[Problems to work on]
a) In the fuzzing thread, how long did it take to adapt the gtests?
b) From the fuzzing thread, output the passage from "- Automate-able, easily" to "the obvious :)".
c) Write the next part of the thread on fuzzing-friendly programs, picking up after its last line.

*** Opening of Excerpted text ***

Re: Split Gecko in standalone fuzzing-friendly programs.

2016-03-09 Thread twsmith
On Wednesday, March 9, 2016 at 12:47:08 PM UTC-8, decod...@googlemail.com wrote:
> > 
> > > the sample tests (xpcshell-tests) are extremely complicated to adapt
> > 
> > That seems like it would be a problem in any new thing too, right?
> 
> Actually no. I adapted our gtests in less than an hour.
> 
> > 
> > > and we can't easily use it with AFL.
> > 
> > Just to satisfy my curiosity, what is AFL?
> 
> http://lcamtuf.coredump.cx/afl/
> 
> > 
> > > but that still doesn't solve the problem that people have to write the 
> > > necessary code that we can fuzz then.
> > 
> > OK.  This is a problem, certainly, and pretty independent of both the 
> > "split Gecko" thing and the existence of shells, right?
> 
> Not really no. Because some shells and tests we have are very straightforward 
> to use and we can figure it out ourselves. xpcshell is not such an example.
> 
> > 
> > What are the necessary qualities for things you can fuzz?
> 
> 
> It depends on the type of fuzzing. Let's stick to AFL:
> 
> - Program is easy to start (doesn't need profiles or long initialization) and 
> can be packaged
> - Has AFL persistent mode support (requires support on C++ level)
> - Exercises the targeted feature in a similar way compared to how Firefox 
> would do it
> - Optionally has some extra testing features (e.g. gczeal, ion-eager, 
> extra-checks for the JS shell) that make bug finding easier
> - Can be compiled with all sanitizer types (although MSan is not going to 
> work for some stuff even in shells)
> 
> 
> That's just a dump out of my head, might be missing some stuff.

More qualities that benefit fuzzing:
- Fast
- Deterministic (very useful for feedback driven fuzzing)
- Automate-able, easily run from a script from the command line
- Distribute-able in parallel and size by side. So ideally statically linked 
and multiple instances can run at the same time in the same environment.
- Lots of assertions
- Targeted, only meant to test one area of code (very useful for feedback 
driven fuzzing)
- Cross platform, unless functionality is the exactly the same and then in that 
case target Linux
- Accepts data from a file or stdin, having to depend on web servers etc, does 
complicate things but sometimes is required
- Simple build system, now I feel like I'm just stating the obvious :)

 
___
dev-platform mailing list
dev-platform@lists.mozilla.org
https://lists.mozilla.org/listinfo/dev-platform


Re: Split Gecko in standalone fuzzing-friendly programs.

*** Close of Excerpted text ***
*** Opening of Supplied material ***

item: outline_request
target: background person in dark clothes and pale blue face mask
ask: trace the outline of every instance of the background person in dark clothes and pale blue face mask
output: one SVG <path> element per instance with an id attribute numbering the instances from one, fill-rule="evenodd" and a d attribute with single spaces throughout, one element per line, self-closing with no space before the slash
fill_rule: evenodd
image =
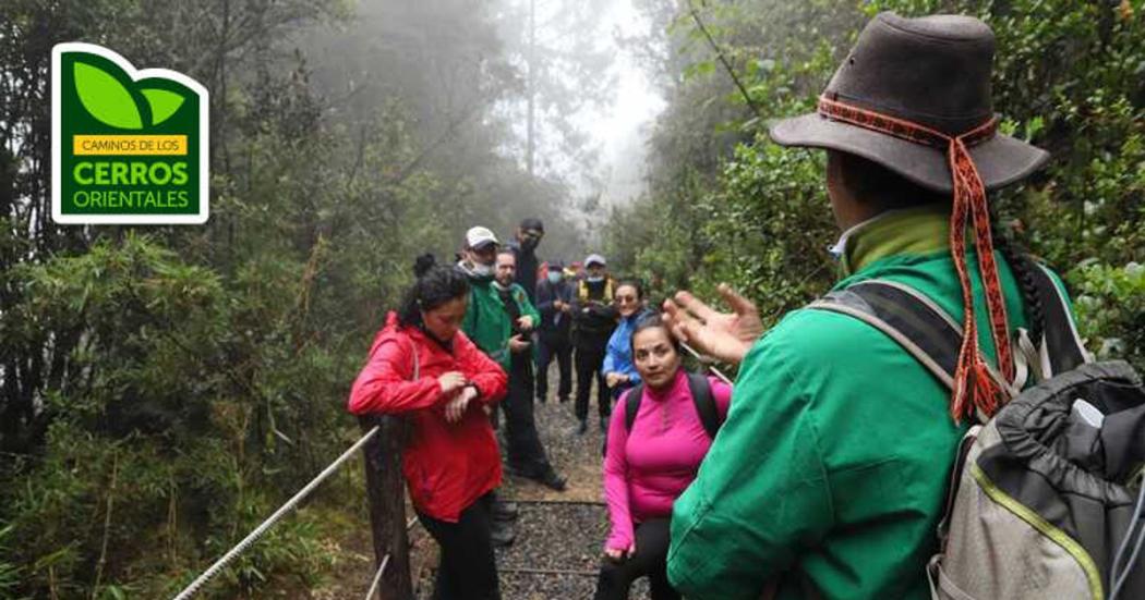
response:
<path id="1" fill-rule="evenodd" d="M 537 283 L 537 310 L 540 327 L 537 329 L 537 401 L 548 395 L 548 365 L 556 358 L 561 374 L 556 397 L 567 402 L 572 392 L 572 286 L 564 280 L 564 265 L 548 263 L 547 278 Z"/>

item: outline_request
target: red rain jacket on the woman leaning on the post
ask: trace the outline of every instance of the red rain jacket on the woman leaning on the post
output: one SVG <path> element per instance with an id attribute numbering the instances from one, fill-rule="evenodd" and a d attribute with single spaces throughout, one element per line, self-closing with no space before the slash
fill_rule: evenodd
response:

*** Close of Supplied material ***

[Answers by task]
a) Less than an hour.

b)
- Automate-able, easily run from a script from the command line
- Distribute-able in parallel and size by side. So ideally statically linked 
and multiple instances can run at the same time in the same environment.
- Lots of assertions
- Targeted, only meant to test one area of code (very useful for feedback 
driven fuzzing)
- Cross platform, unless functionality is the exactly the same and then in that 
case target Linux
- Accepts data from a file or stdin, having to depend on web servers etc, does 
complicate things but sometimes is required
- Simple build system, now I feel like I'm just stating the obvious :)

c)
2016-03-09 Thread twsmith
This seems to be the general response whenever this topic is brought up, with 
good reason. I don't think modularizing Gecko just for the sake of it makes 
much sense. What I think the take away from this should be is: when developing 
a new component or maintaining an old one keep in mind that making it 
accessible to fuzzers is valuable. In the short term this may been making 
gtests that we can leverage.

Decoder has started work on support for gtests to help use it as an alternative 
to the full browser. I believe he does have a couple simple fuzzers working atm 
however I'm not sure what they have been finding. I have tried myself with 
varying levels of success.

I think a good starting point for this work would be media and image processing 
(codecs, parsers demuxers, decoders, etc...). We (fuzzing team) have already 
talked to the media team about this. Christoph and I recently fuzzed the new 
BMP decoder and had many situations where we hit issues that were not 
reproducible that would have been easily reproducible in a shell. The issues 
were in the image processing code but obscured by the rest of the system. The 
main issue in these cases was threading/timing.

Maybe others have ideas for how we can make code more fuzz-able?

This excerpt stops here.